OBJECTIVE
Repeat word for word the line with "Indicate every instance of the fan" and every line after it until the records below run out.

DATA EXTRACT
Begin

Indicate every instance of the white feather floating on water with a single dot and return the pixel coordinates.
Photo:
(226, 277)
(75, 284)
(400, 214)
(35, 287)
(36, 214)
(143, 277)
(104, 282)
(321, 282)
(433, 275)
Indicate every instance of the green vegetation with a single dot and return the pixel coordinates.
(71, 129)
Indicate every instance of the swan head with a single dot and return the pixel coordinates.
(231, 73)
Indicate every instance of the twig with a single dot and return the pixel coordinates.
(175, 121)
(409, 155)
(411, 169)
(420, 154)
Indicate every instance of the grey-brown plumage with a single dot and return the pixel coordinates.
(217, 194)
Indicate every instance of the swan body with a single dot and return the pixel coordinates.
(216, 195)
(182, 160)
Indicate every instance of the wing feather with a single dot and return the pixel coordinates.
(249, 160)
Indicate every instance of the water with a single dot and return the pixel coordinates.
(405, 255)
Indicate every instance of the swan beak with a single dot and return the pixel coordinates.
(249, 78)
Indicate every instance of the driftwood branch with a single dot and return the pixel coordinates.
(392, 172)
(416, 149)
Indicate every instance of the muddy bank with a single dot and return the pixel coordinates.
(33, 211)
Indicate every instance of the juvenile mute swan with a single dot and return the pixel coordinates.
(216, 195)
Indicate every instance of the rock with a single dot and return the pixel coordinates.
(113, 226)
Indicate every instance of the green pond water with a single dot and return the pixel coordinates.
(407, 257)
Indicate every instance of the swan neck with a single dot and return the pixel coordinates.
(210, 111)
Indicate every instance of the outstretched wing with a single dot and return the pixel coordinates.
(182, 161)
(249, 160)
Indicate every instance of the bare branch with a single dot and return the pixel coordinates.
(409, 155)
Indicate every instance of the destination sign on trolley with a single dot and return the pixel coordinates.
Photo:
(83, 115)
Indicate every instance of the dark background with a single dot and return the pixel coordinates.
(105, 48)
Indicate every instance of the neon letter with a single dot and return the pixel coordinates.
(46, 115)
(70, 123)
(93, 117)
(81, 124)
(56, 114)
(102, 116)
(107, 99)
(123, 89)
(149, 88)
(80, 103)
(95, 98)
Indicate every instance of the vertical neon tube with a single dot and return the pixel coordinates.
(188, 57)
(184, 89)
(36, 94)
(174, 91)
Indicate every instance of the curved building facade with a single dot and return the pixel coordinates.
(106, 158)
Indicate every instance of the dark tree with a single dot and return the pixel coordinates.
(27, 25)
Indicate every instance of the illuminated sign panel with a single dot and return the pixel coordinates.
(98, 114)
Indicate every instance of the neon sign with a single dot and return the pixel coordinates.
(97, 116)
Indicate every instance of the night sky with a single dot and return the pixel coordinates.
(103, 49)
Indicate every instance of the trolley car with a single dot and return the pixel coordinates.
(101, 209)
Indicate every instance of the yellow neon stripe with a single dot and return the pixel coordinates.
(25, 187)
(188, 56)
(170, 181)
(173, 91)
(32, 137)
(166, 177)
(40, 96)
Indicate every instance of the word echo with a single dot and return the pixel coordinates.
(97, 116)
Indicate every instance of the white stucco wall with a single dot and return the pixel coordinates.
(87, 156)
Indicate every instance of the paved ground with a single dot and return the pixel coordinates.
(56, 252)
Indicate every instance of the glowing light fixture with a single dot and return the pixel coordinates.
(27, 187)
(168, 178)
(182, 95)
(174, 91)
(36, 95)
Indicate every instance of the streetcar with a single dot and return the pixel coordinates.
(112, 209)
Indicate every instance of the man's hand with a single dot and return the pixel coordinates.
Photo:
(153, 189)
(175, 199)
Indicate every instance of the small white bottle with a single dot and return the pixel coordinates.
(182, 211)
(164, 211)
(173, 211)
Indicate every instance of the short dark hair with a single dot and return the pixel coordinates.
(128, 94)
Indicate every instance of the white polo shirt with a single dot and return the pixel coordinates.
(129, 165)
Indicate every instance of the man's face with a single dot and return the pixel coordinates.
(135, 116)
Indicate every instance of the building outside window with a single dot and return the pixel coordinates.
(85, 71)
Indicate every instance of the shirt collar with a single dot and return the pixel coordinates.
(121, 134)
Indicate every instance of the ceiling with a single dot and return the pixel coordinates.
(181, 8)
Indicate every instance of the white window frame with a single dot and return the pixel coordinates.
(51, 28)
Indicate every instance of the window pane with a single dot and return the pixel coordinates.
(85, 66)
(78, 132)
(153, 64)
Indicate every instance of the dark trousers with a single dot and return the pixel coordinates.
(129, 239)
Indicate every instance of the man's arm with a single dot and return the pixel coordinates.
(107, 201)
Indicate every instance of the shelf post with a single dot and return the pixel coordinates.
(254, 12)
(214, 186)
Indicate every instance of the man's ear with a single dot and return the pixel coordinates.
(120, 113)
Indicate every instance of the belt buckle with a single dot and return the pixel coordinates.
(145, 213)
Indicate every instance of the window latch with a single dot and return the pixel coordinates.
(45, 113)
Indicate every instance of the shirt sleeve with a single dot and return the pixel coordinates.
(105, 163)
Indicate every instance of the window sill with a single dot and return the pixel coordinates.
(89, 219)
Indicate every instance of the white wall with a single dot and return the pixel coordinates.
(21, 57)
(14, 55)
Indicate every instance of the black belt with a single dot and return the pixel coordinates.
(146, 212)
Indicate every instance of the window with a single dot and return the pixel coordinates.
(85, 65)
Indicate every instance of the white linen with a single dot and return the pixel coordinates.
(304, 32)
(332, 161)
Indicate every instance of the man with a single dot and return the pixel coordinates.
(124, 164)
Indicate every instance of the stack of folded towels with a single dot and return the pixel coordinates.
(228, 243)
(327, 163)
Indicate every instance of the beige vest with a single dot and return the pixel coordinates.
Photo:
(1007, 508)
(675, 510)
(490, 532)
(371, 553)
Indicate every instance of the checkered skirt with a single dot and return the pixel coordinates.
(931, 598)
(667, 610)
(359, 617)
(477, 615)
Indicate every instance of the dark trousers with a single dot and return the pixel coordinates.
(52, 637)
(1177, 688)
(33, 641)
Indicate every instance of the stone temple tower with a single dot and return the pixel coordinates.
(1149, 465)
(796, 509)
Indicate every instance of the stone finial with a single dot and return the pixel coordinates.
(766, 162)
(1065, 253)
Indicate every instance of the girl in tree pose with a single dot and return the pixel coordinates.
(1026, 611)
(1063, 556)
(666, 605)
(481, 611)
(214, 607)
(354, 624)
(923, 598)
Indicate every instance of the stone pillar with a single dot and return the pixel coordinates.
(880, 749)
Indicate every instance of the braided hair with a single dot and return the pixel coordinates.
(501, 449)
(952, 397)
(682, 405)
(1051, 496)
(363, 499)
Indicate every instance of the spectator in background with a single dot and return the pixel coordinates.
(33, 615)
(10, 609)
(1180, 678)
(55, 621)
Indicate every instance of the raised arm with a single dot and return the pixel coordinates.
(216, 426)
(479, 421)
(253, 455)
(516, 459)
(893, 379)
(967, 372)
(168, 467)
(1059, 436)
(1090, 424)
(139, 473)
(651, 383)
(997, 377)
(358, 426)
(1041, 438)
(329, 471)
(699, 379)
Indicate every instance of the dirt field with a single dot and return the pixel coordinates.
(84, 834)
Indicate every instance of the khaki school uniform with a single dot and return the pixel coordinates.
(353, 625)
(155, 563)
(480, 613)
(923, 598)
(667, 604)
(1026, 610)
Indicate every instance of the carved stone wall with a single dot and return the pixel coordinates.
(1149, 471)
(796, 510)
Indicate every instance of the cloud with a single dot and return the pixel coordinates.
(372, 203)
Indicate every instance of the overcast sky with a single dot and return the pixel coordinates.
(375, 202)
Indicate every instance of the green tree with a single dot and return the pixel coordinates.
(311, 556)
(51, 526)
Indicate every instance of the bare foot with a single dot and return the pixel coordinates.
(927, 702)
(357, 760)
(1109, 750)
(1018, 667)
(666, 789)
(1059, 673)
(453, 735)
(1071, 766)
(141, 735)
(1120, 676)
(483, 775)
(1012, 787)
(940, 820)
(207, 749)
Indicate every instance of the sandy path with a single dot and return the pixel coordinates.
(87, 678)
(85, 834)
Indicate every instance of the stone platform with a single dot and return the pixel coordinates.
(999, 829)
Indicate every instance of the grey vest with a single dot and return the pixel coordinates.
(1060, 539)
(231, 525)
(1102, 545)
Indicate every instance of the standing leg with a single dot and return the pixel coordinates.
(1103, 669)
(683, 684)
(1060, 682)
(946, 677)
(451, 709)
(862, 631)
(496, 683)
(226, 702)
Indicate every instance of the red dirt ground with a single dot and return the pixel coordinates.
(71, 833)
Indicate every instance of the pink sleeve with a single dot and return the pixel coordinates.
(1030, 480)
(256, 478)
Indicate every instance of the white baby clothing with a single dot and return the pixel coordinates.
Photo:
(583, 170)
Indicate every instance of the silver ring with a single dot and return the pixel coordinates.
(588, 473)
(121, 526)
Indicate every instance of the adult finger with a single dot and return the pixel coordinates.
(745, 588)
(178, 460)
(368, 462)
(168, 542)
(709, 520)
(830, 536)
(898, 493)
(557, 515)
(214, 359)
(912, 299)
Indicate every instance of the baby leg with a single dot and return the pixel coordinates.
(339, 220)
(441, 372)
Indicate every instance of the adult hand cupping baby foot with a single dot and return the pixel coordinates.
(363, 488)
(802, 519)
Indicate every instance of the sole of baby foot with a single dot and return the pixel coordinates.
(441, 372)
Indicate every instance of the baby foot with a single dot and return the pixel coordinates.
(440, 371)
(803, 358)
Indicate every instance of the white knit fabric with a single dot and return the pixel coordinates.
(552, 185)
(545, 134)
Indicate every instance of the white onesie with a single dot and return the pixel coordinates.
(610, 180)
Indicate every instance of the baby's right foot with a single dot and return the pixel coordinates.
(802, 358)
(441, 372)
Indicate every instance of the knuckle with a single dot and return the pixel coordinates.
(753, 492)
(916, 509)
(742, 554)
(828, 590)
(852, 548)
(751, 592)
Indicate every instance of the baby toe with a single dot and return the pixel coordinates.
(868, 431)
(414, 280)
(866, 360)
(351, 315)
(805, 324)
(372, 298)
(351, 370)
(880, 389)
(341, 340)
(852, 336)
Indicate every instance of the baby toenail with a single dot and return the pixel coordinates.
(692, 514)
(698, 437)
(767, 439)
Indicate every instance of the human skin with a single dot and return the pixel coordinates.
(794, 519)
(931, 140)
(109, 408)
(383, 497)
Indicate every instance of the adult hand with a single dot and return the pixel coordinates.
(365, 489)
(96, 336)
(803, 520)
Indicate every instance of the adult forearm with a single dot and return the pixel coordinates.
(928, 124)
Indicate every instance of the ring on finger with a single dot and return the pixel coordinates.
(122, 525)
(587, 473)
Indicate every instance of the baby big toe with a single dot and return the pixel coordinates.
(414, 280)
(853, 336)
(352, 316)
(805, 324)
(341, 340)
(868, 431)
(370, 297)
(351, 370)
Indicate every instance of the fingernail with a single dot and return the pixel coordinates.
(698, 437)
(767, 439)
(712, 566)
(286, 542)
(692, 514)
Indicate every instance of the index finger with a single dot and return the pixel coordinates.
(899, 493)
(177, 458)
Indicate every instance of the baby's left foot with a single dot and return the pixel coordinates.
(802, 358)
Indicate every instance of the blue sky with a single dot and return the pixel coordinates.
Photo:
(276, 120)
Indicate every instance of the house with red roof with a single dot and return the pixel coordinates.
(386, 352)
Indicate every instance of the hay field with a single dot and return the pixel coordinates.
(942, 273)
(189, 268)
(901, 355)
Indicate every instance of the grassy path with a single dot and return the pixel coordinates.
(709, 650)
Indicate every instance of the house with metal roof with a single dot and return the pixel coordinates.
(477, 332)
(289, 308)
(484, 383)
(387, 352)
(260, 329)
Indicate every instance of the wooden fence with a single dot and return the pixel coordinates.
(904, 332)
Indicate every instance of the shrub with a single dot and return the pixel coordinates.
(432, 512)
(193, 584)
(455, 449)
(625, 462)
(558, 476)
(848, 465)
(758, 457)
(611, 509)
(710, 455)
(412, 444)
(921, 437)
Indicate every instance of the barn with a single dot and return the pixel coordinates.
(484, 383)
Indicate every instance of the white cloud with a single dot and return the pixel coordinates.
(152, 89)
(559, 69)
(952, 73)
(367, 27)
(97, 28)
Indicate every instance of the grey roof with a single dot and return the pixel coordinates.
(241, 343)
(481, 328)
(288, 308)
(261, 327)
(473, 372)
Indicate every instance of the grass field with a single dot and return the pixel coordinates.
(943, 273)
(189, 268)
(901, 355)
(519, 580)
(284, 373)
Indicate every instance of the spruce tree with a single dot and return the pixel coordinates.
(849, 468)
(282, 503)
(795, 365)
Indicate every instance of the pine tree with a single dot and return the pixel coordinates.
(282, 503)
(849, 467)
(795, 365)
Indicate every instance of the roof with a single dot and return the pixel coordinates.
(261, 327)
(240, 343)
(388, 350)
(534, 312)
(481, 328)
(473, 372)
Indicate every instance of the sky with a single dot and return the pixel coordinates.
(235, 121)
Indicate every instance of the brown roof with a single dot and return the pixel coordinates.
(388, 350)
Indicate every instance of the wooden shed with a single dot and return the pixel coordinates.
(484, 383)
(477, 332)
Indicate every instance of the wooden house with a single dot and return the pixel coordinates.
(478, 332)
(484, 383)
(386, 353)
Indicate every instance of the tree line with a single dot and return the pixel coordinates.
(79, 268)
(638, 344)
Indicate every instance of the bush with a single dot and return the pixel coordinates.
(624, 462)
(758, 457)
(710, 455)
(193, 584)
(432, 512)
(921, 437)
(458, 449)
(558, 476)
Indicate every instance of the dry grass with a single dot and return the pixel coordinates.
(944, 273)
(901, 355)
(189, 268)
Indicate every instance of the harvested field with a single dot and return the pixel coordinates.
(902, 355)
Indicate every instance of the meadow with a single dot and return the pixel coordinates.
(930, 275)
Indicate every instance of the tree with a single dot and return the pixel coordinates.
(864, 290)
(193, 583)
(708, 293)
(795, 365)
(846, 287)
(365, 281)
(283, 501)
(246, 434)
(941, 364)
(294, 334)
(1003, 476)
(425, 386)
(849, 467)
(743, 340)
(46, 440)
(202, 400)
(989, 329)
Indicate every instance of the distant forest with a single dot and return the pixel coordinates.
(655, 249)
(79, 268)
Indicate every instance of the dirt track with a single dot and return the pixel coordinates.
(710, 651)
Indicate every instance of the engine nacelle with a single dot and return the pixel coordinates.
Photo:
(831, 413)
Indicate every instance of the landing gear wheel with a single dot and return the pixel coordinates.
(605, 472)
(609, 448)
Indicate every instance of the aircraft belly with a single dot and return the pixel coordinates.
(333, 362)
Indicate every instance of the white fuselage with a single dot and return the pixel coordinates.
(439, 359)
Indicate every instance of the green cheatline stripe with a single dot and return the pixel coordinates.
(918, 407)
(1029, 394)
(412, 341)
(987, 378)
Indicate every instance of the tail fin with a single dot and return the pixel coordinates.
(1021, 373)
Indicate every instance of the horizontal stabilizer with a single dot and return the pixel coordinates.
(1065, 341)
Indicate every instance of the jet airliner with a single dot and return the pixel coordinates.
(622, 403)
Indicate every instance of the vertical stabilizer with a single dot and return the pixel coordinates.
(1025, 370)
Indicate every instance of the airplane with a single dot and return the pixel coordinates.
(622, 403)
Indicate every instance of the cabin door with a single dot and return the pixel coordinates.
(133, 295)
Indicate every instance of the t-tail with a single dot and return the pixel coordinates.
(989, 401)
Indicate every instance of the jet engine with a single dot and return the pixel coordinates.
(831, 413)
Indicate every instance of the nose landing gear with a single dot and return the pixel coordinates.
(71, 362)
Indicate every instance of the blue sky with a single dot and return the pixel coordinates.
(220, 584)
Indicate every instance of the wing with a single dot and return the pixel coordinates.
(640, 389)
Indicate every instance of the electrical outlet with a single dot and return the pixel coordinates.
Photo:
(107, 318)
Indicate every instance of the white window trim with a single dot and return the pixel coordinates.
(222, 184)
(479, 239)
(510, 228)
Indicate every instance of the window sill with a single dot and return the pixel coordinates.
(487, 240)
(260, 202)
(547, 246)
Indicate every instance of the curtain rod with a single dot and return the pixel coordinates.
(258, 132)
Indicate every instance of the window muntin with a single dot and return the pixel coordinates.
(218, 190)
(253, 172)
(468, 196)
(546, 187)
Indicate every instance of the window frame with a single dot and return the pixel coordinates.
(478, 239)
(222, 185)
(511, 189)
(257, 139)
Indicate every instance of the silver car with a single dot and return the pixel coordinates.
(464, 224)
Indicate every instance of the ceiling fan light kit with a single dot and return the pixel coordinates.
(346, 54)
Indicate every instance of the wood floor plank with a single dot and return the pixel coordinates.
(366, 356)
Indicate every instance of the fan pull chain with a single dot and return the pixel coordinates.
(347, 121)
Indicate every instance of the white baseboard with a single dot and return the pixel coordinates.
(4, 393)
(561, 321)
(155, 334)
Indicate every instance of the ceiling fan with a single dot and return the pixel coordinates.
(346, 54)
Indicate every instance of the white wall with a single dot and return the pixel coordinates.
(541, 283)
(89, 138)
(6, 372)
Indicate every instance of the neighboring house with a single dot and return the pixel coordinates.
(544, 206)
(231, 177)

End

RESPONSE BELOW
Indicate every instance of the fan pull chain with a single dot and return the pixel coordinates.
(347, 121)
Indicate every instance of the white baseboard with a single dot and return the pixel coordinates.
(4, 393)
(561, 321)
(155, 334)
Indicate every instance of the ceiling fan with a single dot and return the pixel coordinates.
(346, 54)
Indicate every instance of the white wall with a single dot and return the pixel coordinates.
(541, 283)
(89, 138)
(6, 372)
Indicate every instance of the neighboring house with a single dot and return the pixel coordinates.
(544, 206)
(231, 177)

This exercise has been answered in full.